:: What is being asked ::
Put each line of the items below into a Markdown table with two columns, No. and Text, holding a running row number and the line itself. Skip blank lines and leave the pictures out.

:: Working data ::
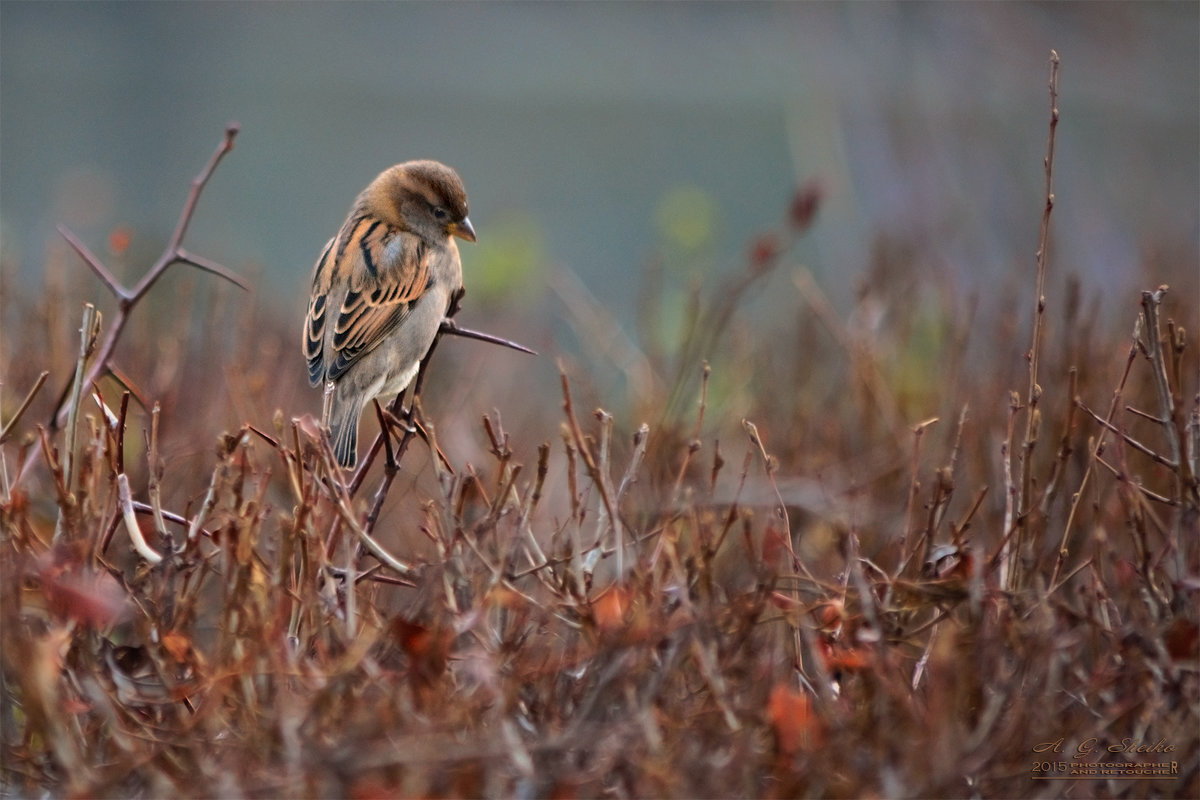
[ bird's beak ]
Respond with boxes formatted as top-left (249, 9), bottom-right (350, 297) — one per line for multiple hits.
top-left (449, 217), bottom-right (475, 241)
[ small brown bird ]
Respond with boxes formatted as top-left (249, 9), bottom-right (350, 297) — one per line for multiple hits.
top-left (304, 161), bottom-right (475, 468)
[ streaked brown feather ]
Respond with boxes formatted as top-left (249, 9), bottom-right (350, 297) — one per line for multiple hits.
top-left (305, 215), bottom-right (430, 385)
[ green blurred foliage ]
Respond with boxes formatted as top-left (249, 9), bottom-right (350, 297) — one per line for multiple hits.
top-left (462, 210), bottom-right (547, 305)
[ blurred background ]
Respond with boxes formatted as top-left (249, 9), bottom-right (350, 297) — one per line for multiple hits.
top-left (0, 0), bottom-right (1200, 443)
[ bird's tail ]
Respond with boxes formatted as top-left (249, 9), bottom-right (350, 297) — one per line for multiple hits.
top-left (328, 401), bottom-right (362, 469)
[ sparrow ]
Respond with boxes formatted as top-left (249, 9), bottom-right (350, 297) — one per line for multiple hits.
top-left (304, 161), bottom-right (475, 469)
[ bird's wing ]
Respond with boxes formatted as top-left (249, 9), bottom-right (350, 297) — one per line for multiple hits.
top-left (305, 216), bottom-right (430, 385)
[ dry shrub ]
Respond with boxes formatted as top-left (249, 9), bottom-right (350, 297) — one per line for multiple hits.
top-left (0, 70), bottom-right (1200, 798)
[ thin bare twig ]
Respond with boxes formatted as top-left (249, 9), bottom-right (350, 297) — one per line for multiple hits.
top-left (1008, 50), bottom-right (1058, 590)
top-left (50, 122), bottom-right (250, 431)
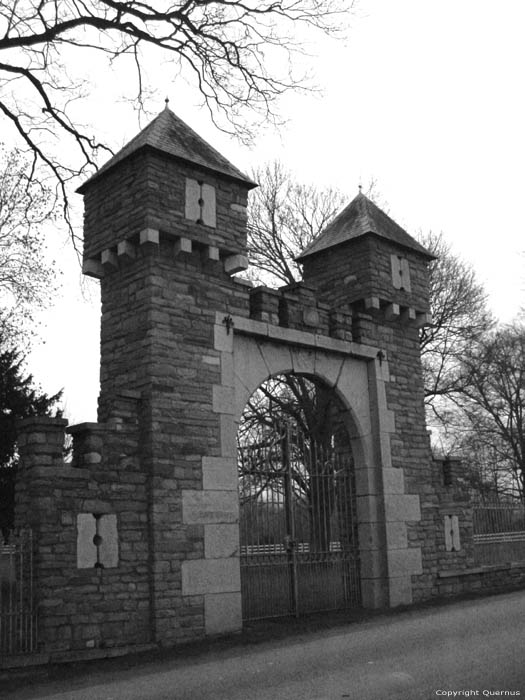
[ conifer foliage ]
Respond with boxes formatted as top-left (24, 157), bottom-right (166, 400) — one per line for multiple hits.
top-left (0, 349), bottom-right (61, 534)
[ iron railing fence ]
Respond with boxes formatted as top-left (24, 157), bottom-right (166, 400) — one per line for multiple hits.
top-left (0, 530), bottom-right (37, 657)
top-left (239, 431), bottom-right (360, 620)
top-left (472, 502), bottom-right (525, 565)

:: Result of the exercise ::
| No. | Text |
|---|---|
| 1 | [ bird's beak ] |
| 2 | Respond with boxes formatted as top-left (249, 9), bottom-right (350, 297) — one per line for multiple hits. |
| 3 | top-left (449, 217), bottom-right (475, 241) |
| 4 | [ small brown bird ] |
| 5 | Respond with boxes formatted as top-left (249, 9), bottom-right (350, 297) — one per line for multiple hits. |
| 6 | top-left (304, 161), bottom-right (475, 468) |
| 7 | [ streaked brown feather ] |
| 8 | Respond with boxes formatted as top-left (249, 9), bottom-right (350, 297) — one per line for multiple hits. |
| 9 | top-left (305, 215), bottom-right (430, 385) |
| 10 | [ green blurred foliage ] |
| 11 | Respond with boxes formatted as top-left (249, 9), bottom-right (350, 297) — one per line for multiple hits. |
| 12 | top-left (462, 210), bottom-right (547, 305) |
| 13 | [ blurred background ] |
| 14 | Respond with boxes formatted as top-left (249, 9), bottom-right (350, 297) — one per line for multiple hits. |
| 15 | top-left (0, 0), bottom-right (1200, 443) |
| 16 | [ bird's tail ] |
| 17 | Respond with boxes formatted as top-left (249, 9), bottom-right (350, 297) — one per line for multiple hits. |
| 18 | top-left (328, 401), bottom-right (362, 469) |
| 19 | [ sparrow ] |
| 20 | Respond with boxes formatted as top-left (249, 9), bottom-right (350, 297) — one per line for multiple hits. |
| 21 | top-left (304, 161), bottom-right (475, 469) |
| 22 | [ bird's wing ] |
| 23 | Respond with boxes formatted as top-left (249, 9), bottom-right (350, 297) — one per line for multiple hits. |
| 24 | top-left (305, 216), bottom-right (430, 385) |
| 25 | [ dry shrub ] |
| 26 | Respond with boxes formatted as top-left (249, 9), bottom-right (350, 297) — one per line for multiple hits. |
| 27 | top-left (0, 70), bottom-right (1200, 798) |
| 28 | [ thin bare twig ] |
| 29 | Respond with boxes formatted as top-left (249, 9), bottom-right (350, 297) — one per line for multiple hits. |
| 30 | top-left (1008, 50), bottom-right (1058, 590) |
| 31 | top-left (50, 122), bottom-right (250, 431) |
| 32 | [ conifer foliage ] |
| 33 | Respond with boxes formatted as top-left (24, 157), bottom-right (166, 400) — one per line for multiple hits. |
| 34 | top-left (0, 349), bottom-right (61, 534) |
| 35 | [ iron railing fence ] |
| 36 | Respond with boxes formatted as top-left (24, 157), bottom-right (166, 400) — one per line for multiple hits. |
| 37 | top-left (0, 530), bottom-right (37, 657) |
| 38 | top-left (239, 431), bottom-right (360, 620) |
| 39 | top-left (472, 502), bottom-right (525, 565) |